By way of example, a watermarked signal y(t) can be represented by the sum of the host signal x(t) and watermark w(t):

y(t)=x(t)+w(t)

In the time domain, watermarks may repeat after a known period T:

w(t)=w(t−T)

According to an example stacking method, the input signal y(t) is replaced by a stacked signal S(t):

$S\left(t\right)=\frac{y\left(t\right)+y\left(t-T\right)+\dots +y\left(t-\left(n-1\right)T\right)}{n}$

In the stacked signal S(t), the contribution of the host signal decreases because the values of samples x(t), . . . , x(t−T), x(t−nT) are independent if the period T is sufficiently large. At the same time, the contribution of the watermarks being made of, for example, in-phase sinusoids, is enhanced.

$S\left(t\right)=\frac{x\left(t\right)+x\left(t-T\right)+\dots +x\left(t-\left(n-1\right)T\right)}{n}+w\left(t\right)$

Assuming x(t), x(t−T), . . . , x(t−nT) are independent random variables drawn from the same distribution X with zero mean E[X]=0 we obtain:

$\underset{n\to \infty }{\lim }E\left[\frac{x\left(t\right)+x\left(t-T\right)+\dots +x\left(t-\left(n-1\right)T\right)}{n}\right]->0,\mathrm{and}$ $\mathrm{Var}\left[\frac{x\left(t\right)+x\left(t-T\right)+\dots +x\left(t-\left(n-1\right)T\right)}{n}\right]=\frac{\mathrm{Var}\left(X\right)}{n}$

Accordingly, the underlying host signal contributions x(t), . . . , x(t−nT) will effectively be canceling each other while the watermark is unchanged allowing the watermark to be more easily detected.

In the illustrated example, the power of the resulting signal decreases linearly with the number of stacked signals n. Therefore, averaging over independent portions of the host signal can reduce the effects of interference. The watermark is not affected because it will always be added in-phase.

An example process for implementing the stacker 1104 is described in conjunction with FIG. 12.

## Request a
Output the part of the watermark stacking passage starting at "In the illustrated" and ending at "be added in-phase.", word for word.

[Stored records]
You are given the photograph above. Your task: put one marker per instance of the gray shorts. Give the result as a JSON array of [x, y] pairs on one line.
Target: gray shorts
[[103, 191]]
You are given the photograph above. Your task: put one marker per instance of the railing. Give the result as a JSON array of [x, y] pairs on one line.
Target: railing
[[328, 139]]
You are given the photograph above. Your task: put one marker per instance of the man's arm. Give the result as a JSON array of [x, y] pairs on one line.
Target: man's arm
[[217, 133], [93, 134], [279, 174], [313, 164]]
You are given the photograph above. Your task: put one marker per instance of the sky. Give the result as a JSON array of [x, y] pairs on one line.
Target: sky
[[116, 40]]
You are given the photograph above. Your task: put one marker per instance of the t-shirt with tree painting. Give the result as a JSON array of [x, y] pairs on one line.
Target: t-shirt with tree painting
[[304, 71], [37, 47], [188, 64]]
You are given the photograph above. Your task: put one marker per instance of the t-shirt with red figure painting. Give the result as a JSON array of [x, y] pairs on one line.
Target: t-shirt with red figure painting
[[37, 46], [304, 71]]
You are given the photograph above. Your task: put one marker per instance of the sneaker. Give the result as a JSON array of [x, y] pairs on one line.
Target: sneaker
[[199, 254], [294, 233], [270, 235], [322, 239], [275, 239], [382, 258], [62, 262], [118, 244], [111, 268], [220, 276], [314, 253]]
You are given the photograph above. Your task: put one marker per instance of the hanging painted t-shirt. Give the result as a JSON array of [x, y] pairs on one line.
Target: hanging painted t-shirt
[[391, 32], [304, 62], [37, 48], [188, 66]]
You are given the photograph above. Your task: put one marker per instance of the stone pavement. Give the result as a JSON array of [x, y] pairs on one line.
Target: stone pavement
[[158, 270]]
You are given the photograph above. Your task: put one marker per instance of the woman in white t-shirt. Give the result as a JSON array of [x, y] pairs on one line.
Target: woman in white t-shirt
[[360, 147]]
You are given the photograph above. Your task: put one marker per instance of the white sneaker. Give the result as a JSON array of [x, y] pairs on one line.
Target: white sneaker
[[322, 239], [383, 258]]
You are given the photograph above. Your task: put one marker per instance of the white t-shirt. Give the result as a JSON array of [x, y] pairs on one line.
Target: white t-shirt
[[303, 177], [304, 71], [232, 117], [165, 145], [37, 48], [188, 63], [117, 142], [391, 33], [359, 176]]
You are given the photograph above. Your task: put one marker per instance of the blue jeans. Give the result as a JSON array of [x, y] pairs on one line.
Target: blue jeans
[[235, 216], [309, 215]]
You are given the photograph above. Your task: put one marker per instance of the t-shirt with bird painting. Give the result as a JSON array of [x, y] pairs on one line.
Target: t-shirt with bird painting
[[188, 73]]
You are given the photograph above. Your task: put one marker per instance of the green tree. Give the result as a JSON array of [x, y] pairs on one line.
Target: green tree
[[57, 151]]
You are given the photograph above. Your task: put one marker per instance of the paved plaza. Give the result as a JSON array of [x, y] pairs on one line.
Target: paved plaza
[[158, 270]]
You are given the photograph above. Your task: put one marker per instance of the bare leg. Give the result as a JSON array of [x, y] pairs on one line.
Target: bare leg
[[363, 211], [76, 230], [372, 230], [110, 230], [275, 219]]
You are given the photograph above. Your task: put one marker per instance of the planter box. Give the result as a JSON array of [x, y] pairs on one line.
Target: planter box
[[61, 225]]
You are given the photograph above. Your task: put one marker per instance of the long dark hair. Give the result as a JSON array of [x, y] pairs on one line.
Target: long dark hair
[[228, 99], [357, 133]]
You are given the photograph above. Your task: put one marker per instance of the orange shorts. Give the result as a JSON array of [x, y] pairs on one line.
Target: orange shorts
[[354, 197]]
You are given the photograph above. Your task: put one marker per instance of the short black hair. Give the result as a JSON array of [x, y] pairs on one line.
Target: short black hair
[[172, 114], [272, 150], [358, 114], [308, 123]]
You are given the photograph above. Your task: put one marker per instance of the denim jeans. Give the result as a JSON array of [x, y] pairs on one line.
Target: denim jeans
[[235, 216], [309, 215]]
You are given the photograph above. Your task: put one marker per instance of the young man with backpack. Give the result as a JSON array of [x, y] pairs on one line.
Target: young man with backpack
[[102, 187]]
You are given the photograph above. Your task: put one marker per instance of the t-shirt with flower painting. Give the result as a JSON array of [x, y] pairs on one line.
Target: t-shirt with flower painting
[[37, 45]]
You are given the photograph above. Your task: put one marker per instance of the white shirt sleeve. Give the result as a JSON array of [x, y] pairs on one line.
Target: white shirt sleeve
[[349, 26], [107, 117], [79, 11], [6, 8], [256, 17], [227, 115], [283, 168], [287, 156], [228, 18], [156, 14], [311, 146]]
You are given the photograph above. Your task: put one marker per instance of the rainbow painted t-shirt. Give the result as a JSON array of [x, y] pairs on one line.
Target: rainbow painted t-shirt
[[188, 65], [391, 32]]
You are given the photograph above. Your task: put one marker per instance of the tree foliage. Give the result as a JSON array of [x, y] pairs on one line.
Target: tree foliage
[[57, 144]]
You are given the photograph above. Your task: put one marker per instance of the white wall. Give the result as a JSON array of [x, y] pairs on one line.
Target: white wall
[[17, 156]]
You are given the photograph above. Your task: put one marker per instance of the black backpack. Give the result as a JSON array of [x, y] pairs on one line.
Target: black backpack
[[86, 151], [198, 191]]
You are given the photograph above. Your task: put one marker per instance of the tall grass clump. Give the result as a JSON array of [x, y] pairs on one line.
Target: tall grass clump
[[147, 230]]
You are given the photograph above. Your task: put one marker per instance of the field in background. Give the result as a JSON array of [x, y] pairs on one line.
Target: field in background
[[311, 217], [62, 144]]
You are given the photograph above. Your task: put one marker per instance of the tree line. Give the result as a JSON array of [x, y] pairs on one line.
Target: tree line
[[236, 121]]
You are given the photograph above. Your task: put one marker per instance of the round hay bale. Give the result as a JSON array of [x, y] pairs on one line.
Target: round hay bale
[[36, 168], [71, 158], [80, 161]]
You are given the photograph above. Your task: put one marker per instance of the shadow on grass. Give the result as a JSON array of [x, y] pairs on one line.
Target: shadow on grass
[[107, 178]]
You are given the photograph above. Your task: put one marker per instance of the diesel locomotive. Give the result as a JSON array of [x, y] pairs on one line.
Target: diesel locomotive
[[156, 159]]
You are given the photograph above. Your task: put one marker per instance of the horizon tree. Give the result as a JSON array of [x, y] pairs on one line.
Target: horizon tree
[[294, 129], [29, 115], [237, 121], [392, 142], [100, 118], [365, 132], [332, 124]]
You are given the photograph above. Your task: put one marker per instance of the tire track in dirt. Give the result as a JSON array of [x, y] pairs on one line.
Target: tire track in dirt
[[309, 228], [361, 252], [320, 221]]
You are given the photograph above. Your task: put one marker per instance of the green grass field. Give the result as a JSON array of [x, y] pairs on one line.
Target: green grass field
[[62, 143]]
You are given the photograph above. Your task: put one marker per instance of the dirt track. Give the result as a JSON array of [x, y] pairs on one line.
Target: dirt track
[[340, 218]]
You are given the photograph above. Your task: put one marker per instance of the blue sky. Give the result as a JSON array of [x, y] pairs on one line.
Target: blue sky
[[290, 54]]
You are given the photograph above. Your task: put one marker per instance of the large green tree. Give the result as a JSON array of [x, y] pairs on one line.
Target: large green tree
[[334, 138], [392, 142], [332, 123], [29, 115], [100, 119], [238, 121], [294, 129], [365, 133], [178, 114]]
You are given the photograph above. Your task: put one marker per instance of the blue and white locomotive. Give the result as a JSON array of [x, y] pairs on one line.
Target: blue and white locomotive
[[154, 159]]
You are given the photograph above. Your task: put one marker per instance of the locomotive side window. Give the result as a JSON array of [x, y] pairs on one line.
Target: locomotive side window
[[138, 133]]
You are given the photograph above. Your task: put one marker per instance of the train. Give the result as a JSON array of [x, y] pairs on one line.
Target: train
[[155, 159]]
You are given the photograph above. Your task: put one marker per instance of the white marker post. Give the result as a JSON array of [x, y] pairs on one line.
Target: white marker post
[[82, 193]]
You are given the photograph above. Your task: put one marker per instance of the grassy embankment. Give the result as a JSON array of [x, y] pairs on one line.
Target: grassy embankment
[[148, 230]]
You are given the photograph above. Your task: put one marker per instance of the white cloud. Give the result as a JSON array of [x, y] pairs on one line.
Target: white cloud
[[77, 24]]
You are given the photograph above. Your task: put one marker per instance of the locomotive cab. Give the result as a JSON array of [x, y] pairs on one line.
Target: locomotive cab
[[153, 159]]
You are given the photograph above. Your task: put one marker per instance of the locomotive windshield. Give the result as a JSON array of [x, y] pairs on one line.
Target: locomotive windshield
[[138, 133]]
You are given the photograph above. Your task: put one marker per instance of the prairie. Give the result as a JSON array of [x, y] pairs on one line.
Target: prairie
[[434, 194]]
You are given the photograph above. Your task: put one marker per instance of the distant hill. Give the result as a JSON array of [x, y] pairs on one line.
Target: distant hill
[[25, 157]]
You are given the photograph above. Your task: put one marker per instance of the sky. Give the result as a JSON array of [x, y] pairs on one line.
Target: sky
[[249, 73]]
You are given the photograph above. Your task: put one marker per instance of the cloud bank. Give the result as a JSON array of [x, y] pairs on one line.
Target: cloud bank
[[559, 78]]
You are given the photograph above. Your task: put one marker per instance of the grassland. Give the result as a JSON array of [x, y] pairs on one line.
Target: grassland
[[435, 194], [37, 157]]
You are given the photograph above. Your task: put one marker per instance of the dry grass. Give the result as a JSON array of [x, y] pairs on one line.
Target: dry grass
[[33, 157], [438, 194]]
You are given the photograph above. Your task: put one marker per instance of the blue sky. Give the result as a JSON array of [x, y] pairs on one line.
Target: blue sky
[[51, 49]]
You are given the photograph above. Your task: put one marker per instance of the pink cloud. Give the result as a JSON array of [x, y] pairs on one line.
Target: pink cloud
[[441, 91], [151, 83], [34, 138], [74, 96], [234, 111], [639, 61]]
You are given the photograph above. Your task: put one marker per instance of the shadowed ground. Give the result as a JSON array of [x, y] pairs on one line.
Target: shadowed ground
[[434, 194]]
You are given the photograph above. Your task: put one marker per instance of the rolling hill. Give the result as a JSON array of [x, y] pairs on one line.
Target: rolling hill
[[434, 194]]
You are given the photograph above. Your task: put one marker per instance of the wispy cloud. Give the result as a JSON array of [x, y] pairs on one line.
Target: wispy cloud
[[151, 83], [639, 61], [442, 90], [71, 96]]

## Request b
Format the stored records starting at the line that contains "the locomotive cab." and ending at the line that contains "[[33, 157], [438, 194]]" as a Markdown table with the columns Row and Line. Number each line in Row, put the line itself in Line, and leave out blank lines.

## Task solution a
In the illustrated example, the power of the resulting signal decreases linearly with the number of stacked signals n. Therefore, averaging over independent portions of the host signal can reduce the effects of interference. The watermark is not affected because it will always be added in-phase.

## Task solution b
| Row | Line |
|---|---|
| 1 | You are given the photograph above. Your task: put one marker per instance of the locomotive cab. Give the result as a JSON array of [x, y] pairs on one line. |
| 2 | Target: locomotive cab |
| 3 | [[153, 159]] |
| 4 | You are given the photograph above. Your task: put one marker per instance of the locomotive windshield. Give the result as a JSON array of [x, y] pairs on one line. |
| 5 | Target: locomotive windshield |
| 6 | [[138, 133]] |
| 7 | You are given the photograph above. Your task: put one marker per instance of the prairie. Give the result as a JSON array of [x, y] pairs on one line. |
| 8 | Target: prairie |
| 9 | [[434, 194]] |
| 10 | You are given the photograph above. Your task: put one marker per instance of the distant hill. Give the result as a JSON array of [x, y] pairs on one line. |
| 11 | Target: distant hill |
| 12 | [[25, 157]] |
| 13 | You are given the photograph above. Your task: put one marker per instance of the sky. Give the result as a JSON array of [x, y] pairs on one line. |
| 14 | Target: sky |
| 15 | [[249, 73]] |
| 16 | You are given the photograph above. Your task: put one marker per instance of the cloud bank. Give the result as a JSON array of [x, y] pairs on one line. |
| 17 | Target: cloud bank |
| 18 | [[559, 78]] |
| 19 | You are given the photograph above. Your task: put one marker per instance of the grassland. Give the result as a JSON array of [x, y] pairs on one line. |
| 20 | Target: grassland |
| 21 | [[435, 194], [37, 157]] |
| 22 | You are given the photograph above. Your task: put one marker per instance of the dry grass. Give the result as a JSON array of [x, y] pairs on one line. |
| 23 | Target: dry grass |
| 24 | [[33, 157], [438, 194]] |